(ACTIVITY): Pictures aside, write every record out again word for word.

(PROVIDED ENTRIES):
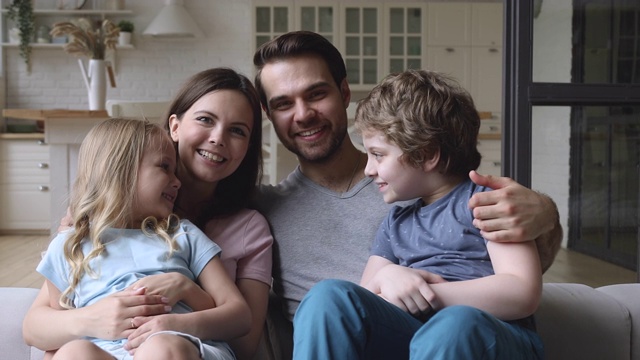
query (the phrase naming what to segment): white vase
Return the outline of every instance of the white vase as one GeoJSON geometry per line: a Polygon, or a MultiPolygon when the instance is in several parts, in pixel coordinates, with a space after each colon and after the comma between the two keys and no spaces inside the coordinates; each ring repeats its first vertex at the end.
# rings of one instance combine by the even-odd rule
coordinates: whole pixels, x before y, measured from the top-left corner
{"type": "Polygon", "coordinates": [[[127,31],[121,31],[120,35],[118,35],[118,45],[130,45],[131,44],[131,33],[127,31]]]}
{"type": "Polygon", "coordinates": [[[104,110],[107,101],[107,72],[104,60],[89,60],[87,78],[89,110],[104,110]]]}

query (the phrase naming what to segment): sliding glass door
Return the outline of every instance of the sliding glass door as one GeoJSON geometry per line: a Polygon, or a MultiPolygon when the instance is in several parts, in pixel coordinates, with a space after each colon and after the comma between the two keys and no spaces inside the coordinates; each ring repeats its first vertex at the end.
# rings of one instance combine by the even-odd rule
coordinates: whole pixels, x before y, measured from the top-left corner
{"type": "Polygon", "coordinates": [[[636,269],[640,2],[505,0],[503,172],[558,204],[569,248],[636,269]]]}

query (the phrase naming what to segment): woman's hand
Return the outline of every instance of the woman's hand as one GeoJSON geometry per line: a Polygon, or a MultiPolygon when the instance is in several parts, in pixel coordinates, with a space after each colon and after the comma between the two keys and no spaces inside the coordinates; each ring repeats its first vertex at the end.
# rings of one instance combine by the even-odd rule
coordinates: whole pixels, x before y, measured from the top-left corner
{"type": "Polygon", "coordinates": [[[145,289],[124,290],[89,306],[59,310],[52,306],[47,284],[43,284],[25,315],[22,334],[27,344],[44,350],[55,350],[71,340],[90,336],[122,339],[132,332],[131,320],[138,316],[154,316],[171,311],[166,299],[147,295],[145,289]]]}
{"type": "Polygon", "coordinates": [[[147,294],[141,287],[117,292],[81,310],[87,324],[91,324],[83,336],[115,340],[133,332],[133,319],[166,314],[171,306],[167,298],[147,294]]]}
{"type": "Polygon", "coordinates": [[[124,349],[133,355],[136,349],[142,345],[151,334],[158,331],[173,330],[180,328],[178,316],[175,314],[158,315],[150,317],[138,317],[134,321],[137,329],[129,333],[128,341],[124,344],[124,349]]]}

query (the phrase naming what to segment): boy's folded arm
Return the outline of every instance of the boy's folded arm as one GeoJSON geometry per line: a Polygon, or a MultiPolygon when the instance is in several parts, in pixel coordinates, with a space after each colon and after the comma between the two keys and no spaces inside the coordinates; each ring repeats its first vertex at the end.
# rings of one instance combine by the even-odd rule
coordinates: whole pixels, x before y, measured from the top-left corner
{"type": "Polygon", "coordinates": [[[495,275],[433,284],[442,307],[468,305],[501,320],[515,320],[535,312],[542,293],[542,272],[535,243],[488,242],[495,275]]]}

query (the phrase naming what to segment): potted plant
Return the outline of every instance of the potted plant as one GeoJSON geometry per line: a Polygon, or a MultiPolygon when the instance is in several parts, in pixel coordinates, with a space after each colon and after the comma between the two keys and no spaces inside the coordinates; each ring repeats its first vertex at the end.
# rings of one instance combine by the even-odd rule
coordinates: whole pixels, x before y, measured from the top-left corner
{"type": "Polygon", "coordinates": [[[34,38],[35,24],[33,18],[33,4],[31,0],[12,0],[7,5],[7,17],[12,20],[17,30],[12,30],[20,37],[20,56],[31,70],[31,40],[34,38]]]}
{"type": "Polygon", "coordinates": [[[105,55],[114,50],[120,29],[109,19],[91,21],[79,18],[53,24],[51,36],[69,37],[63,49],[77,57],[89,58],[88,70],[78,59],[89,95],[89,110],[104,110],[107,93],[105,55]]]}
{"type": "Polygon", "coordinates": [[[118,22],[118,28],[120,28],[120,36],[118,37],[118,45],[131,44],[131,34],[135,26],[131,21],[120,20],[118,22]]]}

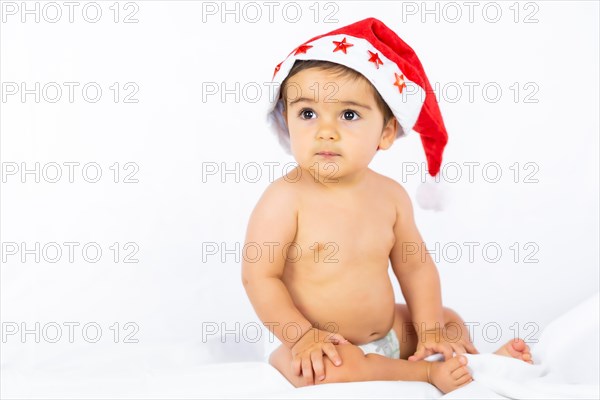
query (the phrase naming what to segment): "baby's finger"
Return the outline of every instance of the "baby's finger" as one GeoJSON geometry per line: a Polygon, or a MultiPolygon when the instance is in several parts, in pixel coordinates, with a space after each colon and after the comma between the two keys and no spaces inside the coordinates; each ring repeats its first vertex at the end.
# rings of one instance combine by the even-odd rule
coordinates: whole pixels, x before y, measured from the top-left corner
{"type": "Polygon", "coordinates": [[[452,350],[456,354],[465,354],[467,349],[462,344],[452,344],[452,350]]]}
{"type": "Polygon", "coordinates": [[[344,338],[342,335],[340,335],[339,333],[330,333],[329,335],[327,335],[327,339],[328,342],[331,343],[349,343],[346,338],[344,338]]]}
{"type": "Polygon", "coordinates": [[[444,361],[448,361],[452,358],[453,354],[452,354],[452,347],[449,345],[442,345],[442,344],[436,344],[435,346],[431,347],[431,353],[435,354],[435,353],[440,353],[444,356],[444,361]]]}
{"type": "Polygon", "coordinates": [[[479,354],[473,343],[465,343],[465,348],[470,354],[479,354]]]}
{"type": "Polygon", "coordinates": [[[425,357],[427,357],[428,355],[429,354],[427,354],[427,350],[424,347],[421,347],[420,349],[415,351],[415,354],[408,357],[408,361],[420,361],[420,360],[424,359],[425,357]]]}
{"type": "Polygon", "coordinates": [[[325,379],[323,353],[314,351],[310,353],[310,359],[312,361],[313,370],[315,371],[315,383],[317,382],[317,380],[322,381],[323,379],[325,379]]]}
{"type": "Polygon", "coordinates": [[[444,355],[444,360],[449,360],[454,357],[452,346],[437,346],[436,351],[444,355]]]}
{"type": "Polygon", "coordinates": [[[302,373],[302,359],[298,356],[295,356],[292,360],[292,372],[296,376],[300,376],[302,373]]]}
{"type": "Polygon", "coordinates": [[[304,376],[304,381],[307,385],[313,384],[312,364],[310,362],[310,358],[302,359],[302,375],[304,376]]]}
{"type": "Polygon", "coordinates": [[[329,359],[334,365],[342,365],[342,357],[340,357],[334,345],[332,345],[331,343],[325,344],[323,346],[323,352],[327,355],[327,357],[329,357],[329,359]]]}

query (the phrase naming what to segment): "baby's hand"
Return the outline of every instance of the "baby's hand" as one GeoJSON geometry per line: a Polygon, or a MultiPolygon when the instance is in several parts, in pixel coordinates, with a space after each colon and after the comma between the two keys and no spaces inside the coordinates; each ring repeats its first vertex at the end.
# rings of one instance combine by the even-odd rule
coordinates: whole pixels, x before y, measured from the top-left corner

(EXERCISE ANSWER):
query (the phrase naming what to segment): white vase
Return the outline of every instance of the white vase as one GeoJSON geometry per line: a Polygon, or a MultiPolygon when the instance is in several parts, in pixel coordinates, with a space after each colon and after the comma between the two keys and no spaces inside the coordinates; each ring repeats its first vertex at the end.
# rings of one instance combine by the even-odd rule
coordinates: whole pixels, x before y, measured from the top-left corner
{"type": "Polygon", "coordinates": [[[127,31],[121,31],[120,35],[118,35],[118,45],[130,45],[131,44],[131,33],[127,31]]]}
{"type": "Polygon", "coordinates": [[[104,110],[107,101],[107,72],[104,60],[89,60],[87,78],[89,110],[104,110]]]}

query (the phrase naming what to segment): sliding glass door
Return the outline of every instance of the sliding glass door as one GeoJSON geometry per line: a Polygon, or a MultiPolygon when the instance is in several parts, in pixel coordinates, with a space after each colon and after the comma between the two keys and no spaces inside the coordinates; each ring repeats its first vertex at the end.
# rings of one instance combine by the even-odd rule
coordinates: whole pixels, x before y, measured from the top-left corner
{"type": "Polygon", "coordinates": [[[636,269],[640,2],[505,0],[503,172],[558,204],[569,248],[636,269]]]}

query (the phrase naming what to segment): woman's hand
Return the outline of every instance of the woman's hand as one GeoJSON geometry per line: a Polygon, or a MultiPolygon when the instance is in several parts, in pixel coordinates, with a space after each colon and after the comma between the two keys and no spaces inside the coordinates; each ring repeats its first vertex at the end.
# rings of one instance combine by the even-odd rule
coordinates: whole pixels, x before y, measured from the top-left corner
{"type": "Polygon", "coordinates": [[[145,289],[124,290],[89,306],[59,310],[52,306],[47,284],[43,284],[25,315],[22,334],[27,344],[44,350],[55,350],[71,340],[90,336],[122,339],[132,332],[131,320],[138,316],[154,316],[171,311],[166,299],[147,295],[145,289]]]}
{"type": "Polygon", "coordinates": [[[147,294],[141,287],[117,292],[81,310],[87,324],[91,324],[83,336],[115,340],[133,332],[133,319],[166,314],[171,306],[167,298],[147,294]]]}
{"type": "Polygon", "coordinates": [[[124,349],[133,355],[136,349],[142,345],[151,334],[158,331],[173,330],[180,328],[178,316],[175,314],[158,315],[150,317],[138,317],[134,321],[137,329],[129,333],[128,341],[124,344],[124,349]]]}

query (the phrase naming what to segment): boy's folded arm
Return the outline of every instance of the boy's folded arm as one GeoJSON geometry per line: a Polygon, or a MultiPolygon when the instance is in several parts, in pixel coordinates, with a space after each colon and after the comma between the two keys and no spaces inside the coordinates; each ring repeats its first vertex at the end.
# rings of one instance combine by the even-odd rule
coordinates: whole pixels, x before y, measured from the top-left corner
{"type": "Polygon", "coordinates": [[[495,275],[433,284],[442,307],[468,305],[501,320],[515,320],[535,312],[542,293],[542,272],[535,243],[488,242],[495,275]]]}

query (the phrase naming what to segment): potted plant
Return the outline of every instance of the potted plant as one GeoJSON geometry per line: a Polygon, or a MultiPolygon when the instance is in several parts, in pixel coordinates, with a space after each colon and after the comma between the two keys and no spaces inside the coordinates; each ring repeats its first vertex at the end.
# rings of one instance combine by the even-odd rule
coordinates: whole pixels, x before y, measured from the top-left corner
{"type": "Polygon", "coordinates": [[[34,38],[35,24],[33,18],[33,4],[31,0],[12,0],[7,5],[7,17],[12,20],[17,30],[12,30],[20,37],[20,56],[31,70],[31,40],[34,38]]]}
{"type": "Polygon", "coordinates": [[[105,55],[114,50],[120,29],[109,19],[91,21],[79,18],[53,24],[51,36],[69,37],[63,49],[77,57],[89,58],[88,70],[78,59],[89,95],[89,110],[104,110],[107,93],[105,55]]]}
{"type": "Polygon", "coordinates": [[[118,22],[118,28],[120,28],[120,36],[118,37],[118,45],[131,44],[131,34],[135,26],[131,21],[120,20],[118,22]]]}

query (the phrase naming what to segment): "baby's finger"
Return the outline of every instance of the "baby's finger" as one GeoJSON geometry per line: a Polygon, or a MultiPolygon when the instance is in several parts, in pixel coordinates, with a space after each colon and after the comma between the two keys and no spaces inside the coordinates; each ring repeats its first vertex at the end.
# rings of one instance combine by the even-odd rule
coordinates: whole pixels, x before y, measured from the top-left corner
{"type": "Polygon", "coordinates": [[[452,350],[456,354],[465,354],[467,349],[462,344],[452,344],[452,350]]]}
{"type": "Polygon", "coordinates": [[[344,338],[342,335],[340,335],[339,333],[330,333],[329,335],[327,335],[327,339],[328,342],[331,343],[349,343],[346,338],[344,338]]]}
{"type": "Polygon", "coordinates": [[[444,361],[448,361],[452,358],[453,354],[452,354],[452,347],[449,345],[442,345],[442,344],[436,344],[435,346],[431,347],[431,353],[435,354],[435,353],[440,353],[444,356],[444,361]]]}
{"type": "Polygon", "coordinates": [[[479,354],[473,343],[465,343],[465,348],[470,354],[479,354]]]}
{"type": "Polygon", "coordinates": [[[425,357],[427,357],[428,355],[429,354],[427,354],[427,350],[424,347],[421,347],[420,349],[415,351],[415,354],[408,357],[408,361],[420,361],[420,360],[424,359],[425,357]]]}
{"type": "Polygon", "coordinates": [[[325,379],[323,353],[314,351],[310,353],[310,359],[312,361],[313,370],[315,371],[315,383],[317,382],[317,380],[322,381],[323,379],[325,379]]]}
{"type": "Polygon", "coordinates": [[[444,355],[444,360],[449,360],[454,357],[452,346],[437,346],[436,351],[444,355]]]}
{"type": "Polygon", "coordinates": [[[302,373],[302,359],[298,356],[295,356],[292,360],[292,372],[296,376],[300,376],[302,373]]]}
{"type": "Polygon", "coordinates": [[[304,376],[304,381],[307,385],[313,384],[312,364],[310,362],[310,358],[302,359],[302,375],[304,376]]]}
{"type": "Polygon", "coordinates": [[[329,359],[334,365],[342,365],[342,357],[340,357],[334,345],[332,345],[331,343],[325,344],[323,346],[323,352],[327,355],[327,357],[329,357],[329,359]]]}

query (the phrase naming what to segment): "baby's hand"
Return the outline of every instance of the "baby's hand" as one GeoJSON geometry per line: a Polygon, or a MultiPolygon when the instance is in several parts, in pixel coordinates, with a space after each colon and after the comma between the two keys and no spaces inside the coordinates; each ring repeats its first vertex at the end.
# rings of one instance combine by the even-odd rule
coordinates: whole pixels, x before y, measured from the top-left corner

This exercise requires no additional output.